Text =
********
Echoing the distinction made by Engels between scientific and utopian socialism, Luxemburg sees the notion of economic or historic necessity as essential if the emptiness of endless calls for justice is to be avoided. Criticising Bernstein, she writes: ‘"Why represent socialism as the consequence of economic compulsion?” he complains. “Why degrade man’s understanding, his feeling for justice, his will?” (Vorwärts, March 26th, 1899) Bernstein’s superlatively just distribution is to be attained thanks to man’s free will, man’s will acting not because of economic necessity, since this will itself is only an instrument, but because of man’s comprehension of justice, because of man’s idea of justice. We thus quite happily return to the principle of justice, to the old war horse on which the reformers of the earth have rocked for ages, for the lack of surer means of historic transportation. We return to that lamentable Rosinante on which the Don Quixotes of history have galloped towards the great reform of the earth, always to come home with their eyes blackened.’ (1973, pp. 44-45)
********
Segmentation labeling items:
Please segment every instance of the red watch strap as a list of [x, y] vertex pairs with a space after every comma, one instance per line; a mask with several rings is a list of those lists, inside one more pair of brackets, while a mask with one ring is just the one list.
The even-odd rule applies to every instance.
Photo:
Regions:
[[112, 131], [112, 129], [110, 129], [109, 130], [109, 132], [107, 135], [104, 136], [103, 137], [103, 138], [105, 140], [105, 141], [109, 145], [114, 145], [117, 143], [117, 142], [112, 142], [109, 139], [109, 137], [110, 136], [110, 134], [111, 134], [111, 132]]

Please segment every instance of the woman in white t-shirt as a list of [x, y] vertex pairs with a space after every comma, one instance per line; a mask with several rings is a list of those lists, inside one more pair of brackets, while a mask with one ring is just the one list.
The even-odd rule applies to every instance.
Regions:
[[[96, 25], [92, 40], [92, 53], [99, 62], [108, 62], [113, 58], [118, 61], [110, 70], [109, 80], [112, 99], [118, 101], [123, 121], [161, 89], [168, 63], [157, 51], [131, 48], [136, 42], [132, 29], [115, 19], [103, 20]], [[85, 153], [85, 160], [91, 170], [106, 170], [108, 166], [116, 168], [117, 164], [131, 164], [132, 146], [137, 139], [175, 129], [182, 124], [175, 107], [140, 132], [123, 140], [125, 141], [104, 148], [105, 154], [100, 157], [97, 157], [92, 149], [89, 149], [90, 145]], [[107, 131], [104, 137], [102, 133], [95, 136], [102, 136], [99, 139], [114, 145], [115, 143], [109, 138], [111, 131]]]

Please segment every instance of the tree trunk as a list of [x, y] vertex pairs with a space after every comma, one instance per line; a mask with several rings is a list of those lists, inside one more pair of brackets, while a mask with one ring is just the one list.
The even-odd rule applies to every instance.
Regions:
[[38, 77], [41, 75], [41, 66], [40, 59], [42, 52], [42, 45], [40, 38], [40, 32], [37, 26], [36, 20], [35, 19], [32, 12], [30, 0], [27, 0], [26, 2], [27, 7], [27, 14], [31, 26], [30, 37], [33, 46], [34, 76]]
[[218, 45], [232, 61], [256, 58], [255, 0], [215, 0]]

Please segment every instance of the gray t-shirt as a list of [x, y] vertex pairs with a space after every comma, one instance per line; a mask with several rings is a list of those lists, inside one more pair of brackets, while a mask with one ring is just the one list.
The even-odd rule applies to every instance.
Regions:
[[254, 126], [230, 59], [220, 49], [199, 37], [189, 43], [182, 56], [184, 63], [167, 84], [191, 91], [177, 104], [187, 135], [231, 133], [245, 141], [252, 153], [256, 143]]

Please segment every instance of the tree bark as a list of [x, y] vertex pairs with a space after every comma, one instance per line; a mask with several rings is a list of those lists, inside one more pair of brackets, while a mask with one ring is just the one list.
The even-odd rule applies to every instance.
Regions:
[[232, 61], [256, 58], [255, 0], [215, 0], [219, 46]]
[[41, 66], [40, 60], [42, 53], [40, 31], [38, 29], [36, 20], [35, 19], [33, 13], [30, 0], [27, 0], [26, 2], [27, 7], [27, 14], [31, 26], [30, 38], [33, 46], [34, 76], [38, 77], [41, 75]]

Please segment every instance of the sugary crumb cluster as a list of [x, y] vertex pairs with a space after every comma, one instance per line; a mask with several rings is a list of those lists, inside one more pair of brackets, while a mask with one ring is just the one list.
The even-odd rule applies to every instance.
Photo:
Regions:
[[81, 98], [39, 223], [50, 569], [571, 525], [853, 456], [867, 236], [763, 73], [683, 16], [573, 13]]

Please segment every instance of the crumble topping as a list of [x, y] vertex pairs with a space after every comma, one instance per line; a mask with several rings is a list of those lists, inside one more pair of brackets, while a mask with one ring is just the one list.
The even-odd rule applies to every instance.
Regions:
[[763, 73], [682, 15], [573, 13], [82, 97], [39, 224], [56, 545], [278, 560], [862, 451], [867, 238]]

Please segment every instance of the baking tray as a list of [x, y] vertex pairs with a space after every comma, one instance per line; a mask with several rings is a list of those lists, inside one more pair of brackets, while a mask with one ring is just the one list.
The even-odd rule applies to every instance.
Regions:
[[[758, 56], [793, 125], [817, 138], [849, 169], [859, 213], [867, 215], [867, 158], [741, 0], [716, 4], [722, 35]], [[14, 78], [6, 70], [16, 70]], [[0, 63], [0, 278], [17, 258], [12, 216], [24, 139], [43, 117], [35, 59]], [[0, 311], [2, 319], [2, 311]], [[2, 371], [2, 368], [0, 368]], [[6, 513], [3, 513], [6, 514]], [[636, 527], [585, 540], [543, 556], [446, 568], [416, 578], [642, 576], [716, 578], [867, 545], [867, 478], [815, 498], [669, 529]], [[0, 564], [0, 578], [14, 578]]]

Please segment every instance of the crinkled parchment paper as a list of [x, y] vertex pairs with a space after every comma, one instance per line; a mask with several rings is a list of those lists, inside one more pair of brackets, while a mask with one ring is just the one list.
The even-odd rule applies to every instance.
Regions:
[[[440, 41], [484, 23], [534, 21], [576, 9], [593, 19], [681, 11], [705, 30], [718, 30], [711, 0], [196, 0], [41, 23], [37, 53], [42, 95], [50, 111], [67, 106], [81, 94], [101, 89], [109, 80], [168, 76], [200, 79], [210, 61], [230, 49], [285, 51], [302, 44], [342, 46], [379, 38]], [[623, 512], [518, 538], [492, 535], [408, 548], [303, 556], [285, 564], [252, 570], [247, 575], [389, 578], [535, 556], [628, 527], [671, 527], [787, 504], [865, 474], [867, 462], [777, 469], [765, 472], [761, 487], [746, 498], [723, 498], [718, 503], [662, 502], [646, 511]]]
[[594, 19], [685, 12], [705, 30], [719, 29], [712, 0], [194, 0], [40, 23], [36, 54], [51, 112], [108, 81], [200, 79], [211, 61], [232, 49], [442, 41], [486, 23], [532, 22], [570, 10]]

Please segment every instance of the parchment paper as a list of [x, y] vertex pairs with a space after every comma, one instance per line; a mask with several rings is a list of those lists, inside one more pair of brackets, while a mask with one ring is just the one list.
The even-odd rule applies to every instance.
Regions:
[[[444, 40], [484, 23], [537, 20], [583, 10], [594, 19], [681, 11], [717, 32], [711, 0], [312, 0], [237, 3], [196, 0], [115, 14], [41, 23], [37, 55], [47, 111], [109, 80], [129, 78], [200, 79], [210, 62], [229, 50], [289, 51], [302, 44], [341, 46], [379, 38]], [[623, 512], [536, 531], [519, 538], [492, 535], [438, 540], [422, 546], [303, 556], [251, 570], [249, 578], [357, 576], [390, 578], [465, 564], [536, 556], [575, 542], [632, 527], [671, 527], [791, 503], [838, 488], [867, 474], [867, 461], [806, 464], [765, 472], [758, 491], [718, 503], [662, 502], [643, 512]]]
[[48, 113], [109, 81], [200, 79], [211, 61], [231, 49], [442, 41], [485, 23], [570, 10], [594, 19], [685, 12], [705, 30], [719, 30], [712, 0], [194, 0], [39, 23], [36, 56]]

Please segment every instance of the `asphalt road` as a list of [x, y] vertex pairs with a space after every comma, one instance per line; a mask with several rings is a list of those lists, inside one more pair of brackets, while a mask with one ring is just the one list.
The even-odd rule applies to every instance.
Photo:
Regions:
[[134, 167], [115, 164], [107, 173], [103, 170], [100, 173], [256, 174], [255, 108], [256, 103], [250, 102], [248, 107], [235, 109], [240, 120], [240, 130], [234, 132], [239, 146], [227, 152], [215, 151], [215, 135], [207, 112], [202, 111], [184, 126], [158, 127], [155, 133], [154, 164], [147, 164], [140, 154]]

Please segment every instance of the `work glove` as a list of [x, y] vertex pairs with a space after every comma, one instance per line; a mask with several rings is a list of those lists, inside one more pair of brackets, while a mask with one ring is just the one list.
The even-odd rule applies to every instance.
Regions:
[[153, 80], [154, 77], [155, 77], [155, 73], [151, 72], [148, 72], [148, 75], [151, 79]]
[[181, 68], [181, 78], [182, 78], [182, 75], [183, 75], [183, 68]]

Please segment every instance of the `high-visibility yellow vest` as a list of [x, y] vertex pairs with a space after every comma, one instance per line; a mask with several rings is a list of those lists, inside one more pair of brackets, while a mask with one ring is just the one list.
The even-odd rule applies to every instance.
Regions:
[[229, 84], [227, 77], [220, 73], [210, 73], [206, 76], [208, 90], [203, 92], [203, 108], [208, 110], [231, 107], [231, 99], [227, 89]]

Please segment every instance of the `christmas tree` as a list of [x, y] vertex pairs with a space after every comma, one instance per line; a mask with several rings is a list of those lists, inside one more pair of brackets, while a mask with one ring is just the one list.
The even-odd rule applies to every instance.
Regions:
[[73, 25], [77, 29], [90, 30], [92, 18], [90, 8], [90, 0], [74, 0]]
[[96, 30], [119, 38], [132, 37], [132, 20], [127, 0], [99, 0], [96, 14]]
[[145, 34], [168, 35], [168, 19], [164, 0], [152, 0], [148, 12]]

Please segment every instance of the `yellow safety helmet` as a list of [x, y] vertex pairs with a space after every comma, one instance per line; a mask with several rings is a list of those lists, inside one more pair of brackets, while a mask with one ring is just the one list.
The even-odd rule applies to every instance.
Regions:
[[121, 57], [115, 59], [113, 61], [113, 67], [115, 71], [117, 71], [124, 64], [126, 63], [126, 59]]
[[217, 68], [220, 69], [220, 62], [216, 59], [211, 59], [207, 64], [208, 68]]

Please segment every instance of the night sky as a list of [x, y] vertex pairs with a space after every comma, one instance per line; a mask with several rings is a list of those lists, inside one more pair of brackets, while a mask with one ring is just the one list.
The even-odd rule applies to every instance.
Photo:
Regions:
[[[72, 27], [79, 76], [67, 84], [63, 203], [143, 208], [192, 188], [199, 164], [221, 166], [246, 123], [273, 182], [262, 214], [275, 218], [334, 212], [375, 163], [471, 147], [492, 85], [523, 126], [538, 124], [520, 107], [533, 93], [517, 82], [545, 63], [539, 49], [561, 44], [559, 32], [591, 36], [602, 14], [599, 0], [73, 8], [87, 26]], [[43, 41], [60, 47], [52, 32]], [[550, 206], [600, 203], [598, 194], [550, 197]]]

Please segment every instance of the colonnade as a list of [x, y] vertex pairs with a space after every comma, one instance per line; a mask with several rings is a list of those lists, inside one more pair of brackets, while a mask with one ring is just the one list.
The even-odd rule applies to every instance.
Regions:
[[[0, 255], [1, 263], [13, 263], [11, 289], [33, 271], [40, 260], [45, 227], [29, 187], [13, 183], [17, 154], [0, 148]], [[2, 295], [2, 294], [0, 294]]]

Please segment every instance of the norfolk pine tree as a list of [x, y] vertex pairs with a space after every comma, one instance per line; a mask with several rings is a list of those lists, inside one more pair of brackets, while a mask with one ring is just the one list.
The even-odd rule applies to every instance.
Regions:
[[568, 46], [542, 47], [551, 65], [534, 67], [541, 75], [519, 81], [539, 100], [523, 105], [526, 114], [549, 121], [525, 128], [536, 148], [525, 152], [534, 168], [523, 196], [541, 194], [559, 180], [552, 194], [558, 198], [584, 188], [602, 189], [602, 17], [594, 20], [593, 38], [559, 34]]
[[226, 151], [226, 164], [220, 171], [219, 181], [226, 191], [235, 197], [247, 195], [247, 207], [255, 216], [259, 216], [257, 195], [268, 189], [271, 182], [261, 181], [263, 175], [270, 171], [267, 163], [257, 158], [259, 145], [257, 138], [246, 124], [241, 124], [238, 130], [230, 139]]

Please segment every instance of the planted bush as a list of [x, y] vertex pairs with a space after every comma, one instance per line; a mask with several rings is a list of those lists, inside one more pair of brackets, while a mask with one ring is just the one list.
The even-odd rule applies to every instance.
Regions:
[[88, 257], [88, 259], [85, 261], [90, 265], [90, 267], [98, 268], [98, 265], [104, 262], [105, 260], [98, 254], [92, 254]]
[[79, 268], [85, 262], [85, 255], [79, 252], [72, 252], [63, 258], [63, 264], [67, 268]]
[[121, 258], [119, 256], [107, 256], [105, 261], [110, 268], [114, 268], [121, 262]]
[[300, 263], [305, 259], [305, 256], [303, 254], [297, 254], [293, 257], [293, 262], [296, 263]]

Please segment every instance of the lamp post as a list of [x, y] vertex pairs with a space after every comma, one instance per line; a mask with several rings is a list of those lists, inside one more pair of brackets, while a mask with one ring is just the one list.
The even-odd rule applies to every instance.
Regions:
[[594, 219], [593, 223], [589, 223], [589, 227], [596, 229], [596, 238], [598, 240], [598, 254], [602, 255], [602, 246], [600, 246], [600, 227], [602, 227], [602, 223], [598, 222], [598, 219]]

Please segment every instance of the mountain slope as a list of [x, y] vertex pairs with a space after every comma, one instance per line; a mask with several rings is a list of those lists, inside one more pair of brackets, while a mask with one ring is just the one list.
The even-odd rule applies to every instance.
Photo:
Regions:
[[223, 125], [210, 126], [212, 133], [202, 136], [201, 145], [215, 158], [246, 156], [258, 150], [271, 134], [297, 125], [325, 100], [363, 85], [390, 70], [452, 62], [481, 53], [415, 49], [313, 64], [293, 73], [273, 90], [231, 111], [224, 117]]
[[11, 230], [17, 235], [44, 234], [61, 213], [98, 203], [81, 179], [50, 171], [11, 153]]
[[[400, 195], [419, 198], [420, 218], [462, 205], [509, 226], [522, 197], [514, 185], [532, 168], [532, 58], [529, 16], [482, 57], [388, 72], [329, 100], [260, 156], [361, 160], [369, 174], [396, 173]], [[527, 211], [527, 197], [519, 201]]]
********
Exercise tasks =
**A)** In the passage about Luxemburg's criticism of Bernstein, what issue and date of Vorwärts are cited?
**B)** Quote the part of the listing that opens with the line containing "Please segment every instance of the night" and closes with the line containing "294], [0, 294]]]", including both of those lines.
The passage about Luxemburg and the listing are unrelated material.

Exercise solutions =
**A)** Vorwärts, March 26th, 1899.

**B)**
Please segment every instance of the night sky as a list of [x, y] vertex pairs with a space after every comma, one instance per line; a mask with several rings is a list of those lists, inside one more pair of brackets, while a mask with one ring is just the one list.
The even-odd rule applies to every instance.
Photo:
Regions:
[[[72, 27], [79, 76], [67, 84], [63, 203], [143, 208], [192, 188], [199, 164], [221, 166], [246, 123], [273, 182], [262, 214], [275, 218], [334, 212], [375, 163], [471, 147], [492, 85], [523, 126], [538, 124], [520, 107], [533, 93], [517, 82], [545, 63], [539, 49], [561, 44], [559, 32], [591, 36], [602, 14], [599, 0], [73, 8], [87, 26]], [[43, 41], [60, 47], [52, 32]], [[550, 206], [600, 203], [598, 194], [550, 197]]]

Please segment every instance of the colonnade as a list of [x, y] vertex pairs with a space after every comma, one instance per line; a mask with several rings is a list of those lists, inside one more pair of brackets, while a mask with one ring is just the one list.
The even-odd rule applies to every instance.
Regions:
[[[0, 255], [1, 263], [13, 263], [11, 289], [33, 271], [40, 260], [45, 227], [29, 187], [13, 183], [17, 154], [0, 148]], [[2, 295], [2, 294], [0, 294]]]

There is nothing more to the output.